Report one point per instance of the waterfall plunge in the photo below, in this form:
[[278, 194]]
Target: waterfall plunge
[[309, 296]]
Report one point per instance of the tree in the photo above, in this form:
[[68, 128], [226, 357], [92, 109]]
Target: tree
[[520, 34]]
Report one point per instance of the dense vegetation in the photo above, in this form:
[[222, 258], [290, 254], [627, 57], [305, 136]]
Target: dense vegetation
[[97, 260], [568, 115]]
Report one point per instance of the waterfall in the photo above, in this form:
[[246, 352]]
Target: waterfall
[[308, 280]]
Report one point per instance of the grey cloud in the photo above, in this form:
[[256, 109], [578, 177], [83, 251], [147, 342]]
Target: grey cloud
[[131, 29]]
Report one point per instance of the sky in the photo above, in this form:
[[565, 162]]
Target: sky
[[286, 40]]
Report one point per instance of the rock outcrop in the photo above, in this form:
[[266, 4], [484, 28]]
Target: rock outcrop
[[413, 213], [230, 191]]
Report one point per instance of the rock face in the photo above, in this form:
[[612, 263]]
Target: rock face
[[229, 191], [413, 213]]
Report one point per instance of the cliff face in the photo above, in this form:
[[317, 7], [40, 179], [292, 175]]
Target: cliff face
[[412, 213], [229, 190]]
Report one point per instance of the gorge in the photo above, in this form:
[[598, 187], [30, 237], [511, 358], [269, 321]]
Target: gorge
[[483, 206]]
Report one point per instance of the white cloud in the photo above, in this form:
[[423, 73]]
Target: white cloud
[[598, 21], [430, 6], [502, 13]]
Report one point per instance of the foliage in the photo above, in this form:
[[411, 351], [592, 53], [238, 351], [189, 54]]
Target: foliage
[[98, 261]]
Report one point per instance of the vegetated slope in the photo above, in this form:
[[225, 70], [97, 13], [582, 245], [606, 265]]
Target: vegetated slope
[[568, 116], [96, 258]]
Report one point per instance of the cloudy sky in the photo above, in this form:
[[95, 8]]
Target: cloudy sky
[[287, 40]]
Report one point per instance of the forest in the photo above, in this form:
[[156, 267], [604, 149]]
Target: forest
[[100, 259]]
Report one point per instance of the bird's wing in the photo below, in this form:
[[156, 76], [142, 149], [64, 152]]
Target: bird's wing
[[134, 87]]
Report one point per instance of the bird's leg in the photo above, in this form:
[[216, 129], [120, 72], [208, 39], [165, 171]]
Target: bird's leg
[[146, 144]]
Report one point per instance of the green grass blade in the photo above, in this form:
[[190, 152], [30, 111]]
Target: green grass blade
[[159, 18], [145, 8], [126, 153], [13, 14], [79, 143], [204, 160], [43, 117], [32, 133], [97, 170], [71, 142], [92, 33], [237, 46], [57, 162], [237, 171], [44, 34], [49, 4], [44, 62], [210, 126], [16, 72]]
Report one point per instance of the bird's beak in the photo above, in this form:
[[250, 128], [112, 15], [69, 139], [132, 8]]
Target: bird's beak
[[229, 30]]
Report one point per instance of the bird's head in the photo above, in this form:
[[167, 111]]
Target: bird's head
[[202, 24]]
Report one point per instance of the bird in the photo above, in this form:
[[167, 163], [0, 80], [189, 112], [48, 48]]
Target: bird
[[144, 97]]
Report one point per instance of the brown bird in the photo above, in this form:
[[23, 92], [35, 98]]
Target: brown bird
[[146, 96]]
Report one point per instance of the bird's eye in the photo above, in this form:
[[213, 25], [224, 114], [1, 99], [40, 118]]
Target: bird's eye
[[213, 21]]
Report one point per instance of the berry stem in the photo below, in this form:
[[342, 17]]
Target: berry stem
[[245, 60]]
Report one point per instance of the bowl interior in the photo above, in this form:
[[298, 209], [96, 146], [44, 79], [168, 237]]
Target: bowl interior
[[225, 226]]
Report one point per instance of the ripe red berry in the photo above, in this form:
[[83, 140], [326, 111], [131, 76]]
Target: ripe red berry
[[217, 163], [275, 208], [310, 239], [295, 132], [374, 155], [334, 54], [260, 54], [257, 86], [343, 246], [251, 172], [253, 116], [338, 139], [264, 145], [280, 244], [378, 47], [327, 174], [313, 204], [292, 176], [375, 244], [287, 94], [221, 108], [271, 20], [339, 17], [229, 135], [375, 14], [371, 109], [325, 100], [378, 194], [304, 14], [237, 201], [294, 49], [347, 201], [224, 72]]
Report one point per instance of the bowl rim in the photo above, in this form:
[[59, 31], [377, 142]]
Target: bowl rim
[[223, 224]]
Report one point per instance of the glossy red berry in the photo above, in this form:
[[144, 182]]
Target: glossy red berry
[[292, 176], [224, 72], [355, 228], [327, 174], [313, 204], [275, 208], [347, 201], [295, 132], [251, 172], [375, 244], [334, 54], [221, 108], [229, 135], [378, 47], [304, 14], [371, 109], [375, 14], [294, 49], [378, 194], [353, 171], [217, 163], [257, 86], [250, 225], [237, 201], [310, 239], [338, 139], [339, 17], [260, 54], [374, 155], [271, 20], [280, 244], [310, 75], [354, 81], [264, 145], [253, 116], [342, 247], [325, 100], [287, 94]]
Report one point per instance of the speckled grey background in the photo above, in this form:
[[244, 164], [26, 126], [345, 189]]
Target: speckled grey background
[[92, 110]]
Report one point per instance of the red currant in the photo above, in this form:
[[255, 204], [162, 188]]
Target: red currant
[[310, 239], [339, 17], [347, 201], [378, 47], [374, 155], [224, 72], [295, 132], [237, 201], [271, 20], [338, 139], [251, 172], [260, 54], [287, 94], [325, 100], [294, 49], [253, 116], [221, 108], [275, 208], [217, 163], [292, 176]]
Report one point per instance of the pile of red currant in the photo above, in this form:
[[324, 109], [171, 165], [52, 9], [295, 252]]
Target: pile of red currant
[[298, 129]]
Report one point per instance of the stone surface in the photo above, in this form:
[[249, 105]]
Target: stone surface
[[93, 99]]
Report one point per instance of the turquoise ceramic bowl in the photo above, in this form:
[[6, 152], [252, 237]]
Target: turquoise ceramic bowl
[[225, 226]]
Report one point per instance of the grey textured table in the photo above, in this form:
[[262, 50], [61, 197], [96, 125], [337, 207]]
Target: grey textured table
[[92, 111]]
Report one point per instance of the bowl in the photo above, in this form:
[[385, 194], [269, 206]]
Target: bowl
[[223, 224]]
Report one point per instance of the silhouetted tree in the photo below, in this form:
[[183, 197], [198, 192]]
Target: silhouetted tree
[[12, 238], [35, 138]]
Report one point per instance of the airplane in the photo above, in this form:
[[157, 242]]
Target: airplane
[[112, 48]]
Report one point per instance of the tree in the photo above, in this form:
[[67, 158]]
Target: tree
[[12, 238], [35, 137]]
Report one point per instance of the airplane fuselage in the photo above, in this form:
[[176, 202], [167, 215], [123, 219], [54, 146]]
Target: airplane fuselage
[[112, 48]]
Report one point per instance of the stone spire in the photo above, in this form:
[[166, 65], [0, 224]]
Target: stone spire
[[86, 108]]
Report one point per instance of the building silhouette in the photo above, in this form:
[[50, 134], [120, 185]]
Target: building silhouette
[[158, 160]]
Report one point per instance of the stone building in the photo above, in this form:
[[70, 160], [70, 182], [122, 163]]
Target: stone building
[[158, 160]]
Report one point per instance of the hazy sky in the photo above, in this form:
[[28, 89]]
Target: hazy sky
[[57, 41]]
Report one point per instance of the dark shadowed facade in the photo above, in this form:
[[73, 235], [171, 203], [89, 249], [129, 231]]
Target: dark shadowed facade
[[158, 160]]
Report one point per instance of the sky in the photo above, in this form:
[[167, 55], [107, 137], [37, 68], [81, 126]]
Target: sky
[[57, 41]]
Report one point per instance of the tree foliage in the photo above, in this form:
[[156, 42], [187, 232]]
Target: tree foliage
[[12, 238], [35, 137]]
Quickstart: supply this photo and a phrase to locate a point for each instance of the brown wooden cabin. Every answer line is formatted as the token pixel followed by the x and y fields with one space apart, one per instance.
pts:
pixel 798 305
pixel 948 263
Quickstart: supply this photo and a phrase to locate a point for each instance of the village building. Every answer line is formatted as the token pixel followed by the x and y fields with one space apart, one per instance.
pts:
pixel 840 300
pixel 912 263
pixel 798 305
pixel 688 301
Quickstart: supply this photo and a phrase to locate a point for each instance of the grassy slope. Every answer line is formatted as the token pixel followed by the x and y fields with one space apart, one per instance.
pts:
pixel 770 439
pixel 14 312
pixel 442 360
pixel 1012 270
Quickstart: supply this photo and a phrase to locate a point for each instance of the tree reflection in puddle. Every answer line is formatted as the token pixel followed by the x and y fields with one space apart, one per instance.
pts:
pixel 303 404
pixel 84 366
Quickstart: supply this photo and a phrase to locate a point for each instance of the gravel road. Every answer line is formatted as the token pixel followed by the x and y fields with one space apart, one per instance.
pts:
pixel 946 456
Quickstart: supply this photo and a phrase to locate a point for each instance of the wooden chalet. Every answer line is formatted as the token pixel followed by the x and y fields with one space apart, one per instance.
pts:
- - -
# PROBLEM
Could you set down, word for word, the lines of the material between the lines holding "Report one point per instance of the bird's leg" and "[[229, 30]]", inclusive?

# RESULT OF THIS EXERCISE
Report one point per instance of the bird's leg in the photo above, in this form:
[[216, 129], [120, 72], [208, 39], [165, 171]]
Target: bird's leg
[[146, 144]]
Report one point per instance of the green grass blade in the photo above, in this form:
[[190, 152], [30, 111]]
Target: green grass blade
[[159, 18], [145, 8], [126, 153], [13, 14], [79, 143], [204, 160], [43, 117], [32, 133], [97, 170], [71, 142], [92, 33], [237, 46], [57, 162], [237, 171], [44, 34], [49, 4], [44, 62], [210, 126], [16, 72]]
Report one point per instance of the bird's beak in the photo above, in this form:
[[250, 128], [112, 15], [69, 139], [132, 8]]
Target: bird's beak
[[229, 30]]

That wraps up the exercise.